▶ **Problem requirements**:
Give the records back in full, exactly as they read.

▶ **Information given**:

=== Section Start ===

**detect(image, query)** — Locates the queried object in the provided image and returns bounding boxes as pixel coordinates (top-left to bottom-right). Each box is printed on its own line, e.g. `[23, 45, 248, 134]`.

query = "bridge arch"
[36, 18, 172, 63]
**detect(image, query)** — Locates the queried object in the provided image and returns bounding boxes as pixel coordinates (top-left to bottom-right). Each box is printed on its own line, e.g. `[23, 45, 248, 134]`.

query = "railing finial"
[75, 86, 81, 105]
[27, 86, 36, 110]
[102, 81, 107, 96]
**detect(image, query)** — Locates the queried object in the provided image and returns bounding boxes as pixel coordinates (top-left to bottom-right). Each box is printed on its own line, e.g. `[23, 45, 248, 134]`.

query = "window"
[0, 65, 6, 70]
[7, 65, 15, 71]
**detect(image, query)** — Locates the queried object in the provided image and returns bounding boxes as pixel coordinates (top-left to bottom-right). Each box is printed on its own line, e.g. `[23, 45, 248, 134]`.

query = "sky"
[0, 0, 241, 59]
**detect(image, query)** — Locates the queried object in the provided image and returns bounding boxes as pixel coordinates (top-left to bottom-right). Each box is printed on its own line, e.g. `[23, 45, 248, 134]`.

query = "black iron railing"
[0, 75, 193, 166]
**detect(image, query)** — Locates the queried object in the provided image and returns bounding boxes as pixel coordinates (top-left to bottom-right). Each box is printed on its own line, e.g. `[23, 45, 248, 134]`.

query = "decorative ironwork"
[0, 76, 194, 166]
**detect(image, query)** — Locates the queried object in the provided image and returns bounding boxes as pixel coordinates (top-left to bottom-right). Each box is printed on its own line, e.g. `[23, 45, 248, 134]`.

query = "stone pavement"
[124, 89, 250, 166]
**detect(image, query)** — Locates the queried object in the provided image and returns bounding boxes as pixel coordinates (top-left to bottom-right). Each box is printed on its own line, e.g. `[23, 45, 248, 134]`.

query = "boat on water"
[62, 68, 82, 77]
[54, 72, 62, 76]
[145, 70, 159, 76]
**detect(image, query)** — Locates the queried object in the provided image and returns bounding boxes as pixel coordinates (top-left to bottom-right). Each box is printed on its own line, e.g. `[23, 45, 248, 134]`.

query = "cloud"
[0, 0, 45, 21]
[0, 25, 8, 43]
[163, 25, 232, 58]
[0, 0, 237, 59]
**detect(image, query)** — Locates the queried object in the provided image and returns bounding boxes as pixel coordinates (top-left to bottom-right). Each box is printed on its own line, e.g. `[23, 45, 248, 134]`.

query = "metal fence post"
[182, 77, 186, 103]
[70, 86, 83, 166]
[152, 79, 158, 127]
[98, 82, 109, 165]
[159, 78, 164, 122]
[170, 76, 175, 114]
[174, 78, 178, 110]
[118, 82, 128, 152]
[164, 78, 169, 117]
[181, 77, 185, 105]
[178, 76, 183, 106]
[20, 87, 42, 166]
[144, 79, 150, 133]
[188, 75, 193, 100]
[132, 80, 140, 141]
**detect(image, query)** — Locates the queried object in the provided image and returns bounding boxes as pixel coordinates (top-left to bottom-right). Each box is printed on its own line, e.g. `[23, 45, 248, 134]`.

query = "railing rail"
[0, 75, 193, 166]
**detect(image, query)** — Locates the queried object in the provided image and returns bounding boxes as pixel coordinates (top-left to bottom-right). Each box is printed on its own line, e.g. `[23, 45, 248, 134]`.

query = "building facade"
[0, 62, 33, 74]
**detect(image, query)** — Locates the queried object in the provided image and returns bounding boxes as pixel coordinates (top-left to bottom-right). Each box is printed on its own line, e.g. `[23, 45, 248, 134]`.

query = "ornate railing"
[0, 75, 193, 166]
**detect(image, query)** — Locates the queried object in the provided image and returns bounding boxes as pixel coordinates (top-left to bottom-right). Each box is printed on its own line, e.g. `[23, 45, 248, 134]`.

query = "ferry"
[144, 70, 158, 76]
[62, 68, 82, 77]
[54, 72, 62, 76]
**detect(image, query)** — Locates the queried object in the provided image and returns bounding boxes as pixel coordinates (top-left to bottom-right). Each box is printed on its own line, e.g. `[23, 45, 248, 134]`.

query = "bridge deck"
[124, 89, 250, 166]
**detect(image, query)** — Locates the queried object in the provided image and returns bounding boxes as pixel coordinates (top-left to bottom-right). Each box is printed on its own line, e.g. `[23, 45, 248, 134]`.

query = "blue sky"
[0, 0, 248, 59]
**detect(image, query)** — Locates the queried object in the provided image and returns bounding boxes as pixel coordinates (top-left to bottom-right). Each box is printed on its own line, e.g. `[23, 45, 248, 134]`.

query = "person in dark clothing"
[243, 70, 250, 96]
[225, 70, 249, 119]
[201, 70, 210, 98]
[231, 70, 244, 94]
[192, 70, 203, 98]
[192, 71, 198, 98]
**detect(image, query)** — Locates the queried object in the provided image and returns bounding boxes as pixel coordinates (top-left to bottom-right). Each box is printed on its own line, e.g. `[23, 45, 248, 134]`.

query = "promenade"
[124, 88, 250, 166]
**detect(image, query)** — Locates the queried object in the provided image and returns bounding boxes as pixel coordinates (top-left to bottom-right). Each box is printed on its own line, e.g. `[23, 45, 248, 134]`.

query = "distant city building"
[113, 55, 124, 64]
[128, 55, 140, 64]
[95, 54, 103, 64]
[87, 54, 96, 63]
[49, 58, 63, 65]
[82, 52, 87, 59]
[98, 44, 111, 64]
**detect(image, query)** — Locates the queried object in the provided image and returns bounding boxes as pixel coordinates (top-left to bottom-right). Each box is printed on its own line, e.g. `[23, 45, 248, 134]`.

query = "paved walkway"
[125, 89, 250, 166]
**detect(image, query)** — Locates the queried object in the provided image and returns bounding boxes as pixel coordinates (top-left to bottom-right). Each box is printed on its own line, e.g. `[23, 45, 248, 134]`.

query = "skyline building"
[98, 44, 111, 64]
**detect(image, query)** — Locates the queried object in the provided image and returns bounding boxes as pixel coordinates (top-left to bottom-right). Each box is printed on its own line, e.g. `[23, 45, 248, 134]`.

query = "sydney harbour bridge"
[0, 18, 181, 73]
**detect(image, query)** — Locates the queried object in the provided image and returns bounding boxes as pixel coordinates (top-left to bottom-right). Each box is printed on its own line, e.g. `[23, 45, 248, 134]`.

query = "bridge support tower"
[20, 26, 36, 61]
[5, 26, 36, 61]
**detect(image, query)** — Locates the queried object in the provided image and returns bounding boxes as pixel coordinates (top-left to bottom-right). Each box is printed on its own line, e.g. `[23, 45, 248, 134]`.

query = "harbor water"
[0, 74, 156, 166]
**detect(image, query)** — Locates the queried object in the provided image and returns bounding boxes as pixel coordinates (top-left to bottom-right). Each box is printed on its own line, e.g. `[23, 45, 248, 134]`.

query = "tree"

=== Section End ===

▶ **Finished task**:
**detect(image, query)** — Locates the queried object in the provided image and returns bounding boxes as pixel coordinates (top-left to bottom-right). Each box is printed on its own line, e.g. `[23, 45, 248, 134]`.

query = "bridge arch"
[36, 18, 172, 63]
**detect(image, query)** — Locates the queried object in the provided image and returns bounding boxes as pixel coordinates (top-left to bottom-right). Each box is printed on its own line, e.g. `[23, 45, 248, 134]`.

query = "railing finial"
[75, 86, 81, 105]
[27, 86, 36, 110]
[102, 81, 107, 96]
**detect(image, query)** — Locates the queried object in the provided image and returns bounding boxes as pixel coordinates (top-left to bottom-right). Each box is printed on its own line, e.g. `[23, 45, 248, 134]`.

query = "window"
[0, 65, 6, 70]
[7, 65, 15, 71]
**detect(image, query)** — Locates the queried object in the provided image and returns bounding boxes as pixel coordinates (top-left to bottom-right). Each box is printed on its own line, e.g. `[23, 45, 248, 134]`.

query = "sky"
[0, 0, 241, 59]
**detect(image, query)** — Locates the queried object in the provided image and returns bounding boxes as pixel coordinates (top-left to bottom-right). Each box is printed on its own line, e.g. `[23, 45, 248, 134]`.

query = "black iron railing"
[0, 75, 193, 166]
**detect(image, query)** — Locates the queried object in the provided image and returns bounding boxes as pixel coordinates (top-left to bottom-right). Each box is printed on its own line, e.g. `[23, 45, 248, 134]`.

query = "decorative ironwork"
[0, 76, 194, 166]
**detect(image, query)** — Locates the queried object in the provided image and returns bounding boxes as pixel coordinates (top-left to bottom-right). Each box is printed on its own line, e.g. `[23, 45, 248, 134]`.

query = "stone pavement"
[124, 89, 250, 166]
**detect(image, query)** — Locates the queried object in the provided image and returns bounding boxes as pixel coordinates (top-left to bottom-right). Each box is printed on its own line, e.g. `[23, 45, 248, 134]`.

query = "boat on water"
[62, 68, 82, 77]
[54, 72, 62, 76]
[145, 70, 159, 76]
**detect(image, query)** — Locates the queried object in the provided image and returns bounding boxes as pixel coordinates (top-left to bottom-right). Each box is printed on its own line, e.g. `[23, 45, 248, 134]`.

query = "cloud"
[0, 0, 45, 21]
[0, 25, 8, 43]
[163, 25, 232, 58]
[0, 0, 237, 59]
**detect(image, query)** — Locates the queried object in the provided image and returns bounding boxes as pixel coordinates (top-left to bottom-right). Each box is printed on its own line, e.g. `[23, 45, 248, 134]`.

query = "metal fence post"
[182, 77, 186, 103]
[70, 86, 83, 166]
[152, 79, 158, 127]
[98, 82, 109, 165]
[159, 78, 164, 122]
[170, 76, 175, 114]
[174, 78, 178, 110]
[118, 82, 128, 152]
[164, 78, 169, 117]
[181, 77, 185, 105]
[178, 76, 183, 106]
[20, 87, 42, 166]
[144, 79, 150, 133]
[188, 75, 193, 100]
[132, 80, 140, 141]
**detect(image, query)** — Locates the queried object in the provided image and returns bounding boxes as pixel coordinates (top-left to bottom-right). Each box is printed on its own line, e.g. `[23, 45, 248, 134]`.

query = "railing rail"
[0, 75, 193, 166]
**detect(image, query)** — Locates the queried object in the provided image and returns bounding boxes as pixel coordinates (top-left to bottom-right). Each box is printed on its own line, e.g. `[23, 45, 248, 134]`.

query = "building facade"
[0, 62, 33, 74]
**detect(image, query)** — Locates the queried object in the provided image and returns bounding boxes as pixel coordinates (top-left to bottom-right). Each box is printed on its own line, e.g. `[23, 45, 248, 134]`.

query = "ornate railing"
[0, 75, 193, 166]
**detect(image, query)** — Locates the queried object in the provided image and returns bounding boxes as pixel coordinates (top-left to bottom-right). Each box is printed on its own line, e.g. `[23, 45, 248, 134]`.

query = "ferry"
[144, 70, 158, 76]
[62, 68, 82, 77]
[54, 72, 62, 76]
**detect(image, query)** — Locates the queried object in the provided image and returns bounding boxes as pixel coordinates (top-left to bottom-right). Each box is printed on its own line, e.g. `[23, 45, 248, 134]`.

query = "bridge deck"
[124, 89, 250, 166]
**detect(image, query)** — Locates the queried object in the provided image and returns bounding boxes as pixel coordinates (top-left to bottom-right). Each box is printed on its own line, e.g. `[23, 45, 248, 134]`.

query = "blue sky"
[0, 0, 248, 59]
**detect(image, query)** — Locates the queried object in the provided image and returns bounding boxes as pixel coordinates (top-left to bottom-right). Each box is printed on its own line, e.g. `[23, 45, 248, 134]`.

query = "person in dark clothing"
[243, 70, 250, 96]
[225, 70, 249, 119]
[201, 70, 210, 98]
[231, 70, 244, 94]
[192, 70, 203, 98]
[192, 71, 198, 98]
**detect(image, query)** — Locates the queried object in the provided image and returns bounding boxes as pixel coordinates (top-left to bottom-right). Each box is printed on its own line, e.g. `[23, 45, 248, 134]`.

query = "promenade"
[124, 88, 250, 166]
**detect(image, query)** — Locates the queried object in the provided image and returns bounding boxes as pixel coordinates (top-left to bottom-right). Each box is printed on its own line, e.g. `[23, 45, 248, 134]`.

query = "distant city building"
[113, 55, 124, 64]
[128, 55, 140, 64]
[95, 54, 103, 64]
[87, 54, 96, 63]
[49, 58, 63, 65]
[82, 52, 87, 59]
[98, 44, 111, 64]
**detect(image, query)** — Locates the queried object in the provided image and returns bounding boxes as pixel coordinates (top-left to bottom-right). Each box is printed on its own line, e.g. `[23, 45, 248, 134]`.

query = "paved walkway"
[125, 89, 250, 166]
**detect(image, query)** — Locates the queried object in the provided image and returns bounding boxes as pixel coordinates (top-left to bottom-right). Each box is printed on its own line, e.g. `[23, 45, 248, 134]`.

query = "skyline building"
[98, 44, 111, 64]
**detect(image, query)** — Locates the queried object in the provided image and returns bounding boxes as pixel coordinates (top-left to bottom-right). Each box is printed on its own line, e.g. `[23, 45, 248, 134]`.

query = "sydney harbour bridge"
[0, 18, 181, 73]
**detect(image, query)** — Locates the queried object in the provided image and returns bounding boxes as pixel coordinates (top-left to bottom-right). Each box is printed on its own line, e.g. `[23, 45, 248, 134]`.

query = "bridge support tower"
[20, 26, 36, 61]
[5, 26, 36, 61]
**detect(image, query)** — Locates the queried object in the provided image and returns bounding boxes as pixel coordinates (top-left to bottom-right). Each box is printed on its own line, e.g. `[23, 45, 248, 134]`.

query = "harbor water"
[0, 74, 156, 166]
**detect(image, query)** — Locates the queried object in the provided image and returns bounding boxes as pixel coordinates (top-left to bottom-right). Each box is printed on its own line, e.g. `[23, 45, 248, 134]`.

query = "tree"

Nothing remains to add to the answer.